## Request
Can you transcribe every line exactly and leave the pictures behind?

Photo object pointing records
::::::

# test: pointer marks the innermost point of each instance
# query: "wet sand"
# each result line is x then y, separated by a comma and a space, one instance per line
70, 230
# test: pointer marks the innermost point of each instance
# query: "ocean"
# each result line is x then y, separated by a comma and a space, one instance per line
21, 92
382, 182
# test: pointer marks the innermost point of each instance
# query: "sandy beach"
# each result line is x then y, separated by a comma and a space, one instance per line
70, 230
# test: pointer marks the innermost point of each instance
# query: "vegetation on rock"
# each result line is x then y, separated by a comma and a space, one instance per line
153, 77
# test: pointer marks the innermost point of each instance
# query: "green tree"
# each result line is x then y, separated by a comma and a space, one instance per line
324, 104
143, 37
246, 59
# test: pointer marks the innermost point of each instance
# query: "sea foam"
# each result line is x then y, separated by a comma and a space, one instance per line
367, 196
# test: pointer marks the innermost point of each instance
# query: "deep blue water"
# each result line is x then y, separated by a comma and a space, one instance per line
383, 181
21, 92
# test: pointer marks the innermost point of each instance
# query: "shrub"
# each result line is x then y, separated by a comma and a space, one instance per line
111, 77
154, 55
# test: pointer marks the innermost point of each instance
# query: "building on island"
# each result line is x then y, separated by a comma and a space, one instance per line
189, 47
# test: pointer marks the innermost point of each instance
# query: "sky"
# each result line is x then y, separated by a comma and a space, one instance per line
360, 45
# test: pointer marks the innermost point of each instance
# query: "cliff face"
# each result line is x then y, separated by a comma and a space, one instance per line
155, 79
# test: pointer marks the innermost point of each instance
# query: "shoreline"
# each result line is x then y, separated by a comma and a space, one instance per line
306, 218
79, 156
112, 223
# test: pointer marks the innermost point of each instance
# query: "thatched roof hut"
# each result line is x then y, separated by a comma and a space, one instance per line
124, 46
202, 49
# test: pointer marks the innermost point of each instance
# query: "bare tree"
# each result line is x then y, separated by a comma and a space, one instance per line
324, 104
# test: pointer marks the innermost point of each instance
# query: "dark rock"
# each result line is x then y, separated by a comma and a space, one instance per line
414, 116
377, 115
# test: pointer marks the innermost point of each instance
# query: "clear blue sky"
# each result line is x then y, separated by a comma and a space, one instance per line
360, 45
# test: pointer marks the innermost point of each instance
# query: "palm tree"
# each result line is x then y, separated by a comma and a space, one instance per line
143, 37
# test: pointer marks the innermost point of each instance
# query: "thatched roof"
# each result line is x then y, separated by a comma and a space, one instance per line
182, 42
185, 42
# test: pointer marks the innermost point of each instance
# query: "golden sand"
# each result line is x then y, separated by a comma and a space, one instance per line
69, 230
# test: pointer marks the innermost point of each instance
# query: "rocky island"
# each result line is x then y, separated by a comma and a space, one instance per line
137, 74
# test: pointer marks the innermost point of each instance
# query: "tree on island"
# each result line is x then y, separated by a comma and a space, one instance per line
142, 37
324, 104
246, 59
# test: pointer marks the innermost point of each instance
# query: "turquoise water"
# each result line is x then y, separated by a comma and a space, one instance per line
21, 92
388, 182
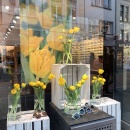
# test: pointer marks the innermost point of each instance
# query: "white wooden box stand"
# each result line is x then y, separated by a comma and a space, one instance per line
72, 73
112, 107
27, 122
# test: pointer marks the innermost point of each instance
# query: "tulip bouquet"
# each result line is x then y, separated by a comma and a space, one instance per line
97, 82
72, 92
13, 101
39, 88
67, 43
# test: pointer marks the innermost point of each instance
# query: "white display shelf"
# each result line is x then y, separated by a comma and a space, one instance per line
27, 122
72, 73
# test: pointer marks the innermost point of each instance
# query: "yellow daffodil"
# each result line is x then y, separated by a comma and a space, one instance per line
41, 62
13, 91
94, 77
84, 77
72, 88
71, 31
23, 85
79, 85
76, 29
61, 81
100, 71
52, 37
51, 76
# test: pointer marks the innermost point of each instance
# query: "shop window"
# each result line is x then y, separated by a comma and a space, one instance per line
105, 27
102, 3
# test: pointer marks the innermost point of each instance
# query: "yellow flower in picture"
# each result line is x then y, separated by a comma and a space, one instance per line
13, 91
76, 29
72, 88
41, 61
100, 71
52, 38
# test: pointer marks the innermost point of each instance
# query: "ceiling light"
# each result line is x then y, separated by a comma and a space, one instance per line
9, 29
14, 21
17, 17
7, 7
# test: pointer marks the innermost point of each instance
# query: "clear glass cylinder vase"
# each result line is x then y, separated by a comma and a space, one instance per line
71, 107
14, 107
96, 96
39, 102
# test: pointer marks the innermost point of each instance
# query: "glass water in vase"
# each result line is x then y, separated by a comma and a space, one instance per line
14, 107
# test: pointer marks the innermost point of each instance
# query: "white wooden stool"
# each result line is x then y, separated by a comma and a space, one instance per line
27, 122
112, 107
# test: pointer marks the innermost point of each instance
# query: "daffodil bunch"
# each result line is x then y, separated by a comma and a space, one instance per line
14, 100
39, 88
97, 82
67, 43
72, 92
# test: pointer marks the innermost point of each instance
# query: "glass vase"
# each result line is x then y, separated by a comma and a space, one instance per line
96, 96
71, 107
39, 104
14, 107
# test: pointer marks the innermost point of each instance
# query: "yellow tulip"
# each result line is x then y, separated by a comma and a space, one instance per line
41, 62
28, 42
46, 18
23, 85
52, 38
76, 29
13, 91
72, 88
100, 71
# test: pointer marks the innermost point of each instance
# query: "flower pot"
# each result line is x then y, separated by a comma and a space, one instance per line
14, 107
71, 107
39, 104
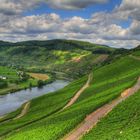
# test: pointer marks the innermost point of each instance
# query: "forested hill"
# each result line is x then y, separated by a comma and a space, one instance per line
75, 58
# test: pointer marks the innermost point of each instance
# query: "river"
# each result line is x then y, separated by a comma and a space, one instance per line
11, 102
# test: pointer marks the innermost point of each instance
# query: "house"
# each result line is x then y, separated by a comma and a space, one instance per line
3, 77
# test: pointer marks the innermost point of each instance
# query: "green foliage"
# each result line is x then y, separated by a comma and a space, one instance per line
75, 58
120, 124
108, 82
3, 84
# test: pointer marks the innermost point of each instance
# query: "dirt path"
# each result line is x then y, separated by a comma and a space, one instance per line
92, 119
76, 96
24, 111
134, 57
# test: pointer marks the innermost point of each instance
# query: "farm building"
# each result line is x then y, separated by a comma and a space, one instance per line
3, 77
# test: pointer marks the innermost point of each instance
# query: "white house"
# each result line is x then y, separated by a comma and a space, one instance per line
3, 77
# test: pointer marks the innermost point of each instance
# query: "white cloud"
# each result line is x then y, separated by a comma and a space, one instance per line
101, 27
73, 4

::::::

## Task solution
# test: pointer marks the innermost point of each instance
# query: "wet sand"
# each result line is x then y, separated by a comma and a space, one instance per line
70, 230
# test: pointer marks the innermost point of each instance
# query: "ocean"
# each result line is x then y, separated by a comma and a space, one instance per line
21, 92
382, 182
# test: pointer marks the innermost point of each instance
# query: "sandy beach"
# each result line is x then y, separated by a comma and a space, one instance per line
70, 230
# test: pointer marks the innermost point of each instance
# query: "vegetation on rock"
# each result line is x then y, separated by a comma and a space, one instance per line
153, 77
# test: pointer marks the innermost point of each instance
# query: "green tree"
# each result line is x then y, separated by a comma and a space, one instance per line
324, 104
143, 37
246, 59
# test: pointer marks the innermost point of each instance
# query: "sea foam"
# each result line is x then y, separated by a comma and a space, one instance per line
367, 196
# test: pointer marks the innermost point of each instance
# query: "deep blue water"
# each result line is x then y, separated by a comma and a space, one instance per line
383, 181
21, 92
# test: pointer marks the innermost point of each instance
# query: "shrub"
# each result line is x then y, separated by a comma and a space, one instance per line
111, 77
154, 55
# test: pointer marks the innermost point of each instance
# query: "building on island"
# each result line is x then y, separated by a comma and a space, one instance per line
189, 47
# test: pointer marks the innermost point of each instance
# query: "sky"
# each result line is x then y, separated by a comma and a space, one instance per line
360, 45
# test: pointer marks the innermost point of each instance
# query: "cliff face"
# each result line is x then y, separated by a comma and a space, one instance per line
155, 79
# test: pointer marks the innermost point of each instance
# query: "shoreline"
# each result line is x then y, separated by a comma and a space, one instance per line
306, 218
79, 156
112, 223
# test: pointer marks the innermost point of each instance
# query: "thatched roof hut"
# each result line is x then y, separated by a comma and a space, one instance per line
124, 46
202, 49
# test: pointer marks the innermost point of each instance
# query: "bare tree"
# each result line is x then y, separated by a comma and a space, one instance per line
324, 104
# test: pointer marks the innermost point of each instance
# query: "dark rock"
# each result line is x then y, separated by a comma and a space, one instance per line
414, 116
377, 115
# test: pointer marks the innermost point of each instance
# query: "clear blue sky"
# each result line is x then y, separated by a comma and a space, one instance per line
360, 45
# test: pointer marks the innermost point of each instance
# query: "palm tree"
# each result line is x then y, separated by a comma and a space, one instance per line
143, 37
# test: pointer marks the innermost point of each instance
# query: "thatched roof"
# each result line is x then y, separated by a comma and a space, one instance per line
182, 42
185, 42
# test: pointer marks the innermost point of each instance
# query: "golden sand"
# each result line is x then y, separated by a comma and a space, one instance per line
69, 230
# test: pointer marks the innermost point of each instance
# query: "rocky island"
# each result line is x then y, separated by a comma and a space, one instance per line
137, 74
# test: pointer marks the innermost point of each instance
# query: "tree on island"
# each result line is x then y, separated by a comma and a space, one instance per line
142, 37
324, 104
246, 59
# test: pointer marks the innermost point of each instance
# query: "turquoise water"
# each result line is x then y, separated by a comma and a space, one instance per line
21, 92
388, 182
# test: pointer marks the innermost point of each instance
# query: "white wooden box stand"
# each result line is x then y, separated by a comma and a space, one instance per line
72, 73
112, 107
27, 122
# test: pointer marks the innermost point of each instance
# query: "tulip bouquet"
# each result line is x then y, separated by a comma and a space, one instance per line
97, 82
72, 92
13, 101
39, 88
67, 43
# test: pointer marks the innermost point of each instance
# query: "white display shelf"
# each result line is x then y, separated by a comma and a space, one instance per line
27, 122
72, 73
# test: pointer marks the innermost point of each instance
# query: "yellow daffodil"
# each result line is x then y, separated by a comma and a space, one instance per line
41, 62
13, 91
94, 77
84, 77
72, 88
71, 31
23, 85
79, 85
76, 29
61, 81
100, 71
52, 37
51, 76
# test: pointer marks the innermost point of each instance
# query: "shop window"
# each result line is x then y, separated by a comma and a space, one instance per line
105, 27
102, 3
# test: pointer marks the innermost point of each instance
# query: "yellow flower in picture"
# each result line is x then y, separated by a comma and a space, one instance per line
13, 91
76, 29
72, 88
41, 61
100, 71
52, 38
# test: pointer marks the innermost point of each instance
# query: "ceiling light"
# each result line is x then y, separated by a comma and a space, one instance per line
9, 29
14, 21
17, 17
7, 7
# test: pointer marks the innermost point of each instance
# query: "clear glass cylinder vase"
# each result line is x then y, separated by a comma and a space, one instance per line
71, 107
14, 107
96, 96
39, 102
# test: pointer marks the innermost point of each instance
# query: "glass water in vase"
# each result line is x then y, separated by a comma and a space, one instance per line
14, 107
# test: pointer marks the innermost point of each instance
# query: "white wooden stool"
# each result line is x then y, separated by a comma and a space, one instance per line
27, 122
112, 107
# test: pointer marks the innermost point of each instance
# query: "daffodil bunch"
# each result line is x then y, separated by a comma and a space, one instance per line
14, 100
39, 88
97, 82
67, 43
72, 92
# test: pointer marks the innermost point of each instance
# query: "glass vase"
# each result line is x then y, separated by a comma and a space, one instance per line
96, 96
71, 107
39, 104
14, 107
# test: pointer marks the innermost point of each instance
# query: "yellow tulip"
# each result line is x then y, separated by a comma and a space, one instance per line
41, 62
28, 42
46, 18
23, 85
52, 38
76, 29
13, 91
72, 88
100, 71
# test: pointer marks the innermost point of each instance
# query: "flower pot"
# each result line is x then y, separated by a comma and a space, one instance per line
14, 107
71, 107
39, 104
# test: pointer marks the innermost point of each instance
# query: "forested hill"
# each result line is x then y, separated by a comma and a space, one instance per line
75, 58
# test: pointer marks the innermost point of each instance
# query: "river"
# each result line is x then y, separated by a comma and a space, one instance per line
11, 102
# test: pointer marks the innermost point of each instance
# query: "house"
# each result line is x then y, separated by a comma and a space, one instance per line
3, 77
# test: pointer marks the innermost point of each instance
# query: "green foliage"
# each result line is x then y, separated by a comma and a space, one instance per line
75, 58
120, 124
108, 82
3, 84
# test: pointer marks the innermost point of each instance
# query: "dirt path"
# each result line is x then y, separated by a comma and a space, one instance per line
92, 119
76, 96
24, 111
134, 57
# test: pointer marks the innermost point of each instance
# query: "farm building"
# each result line is x then y, separated by a comma and a space, one instance per line
3, 77
# test: pointer marks the innermost point of each instance
# query: "white house"
# each result line is x then y, separated by a comma and a space, one instance per line
3, 77
# test: pointer marks the innermost point of each instance
# query: "white cloud"
# each result line is x then y, separated by a comma and a space, one instance per line
101, 27
73, 4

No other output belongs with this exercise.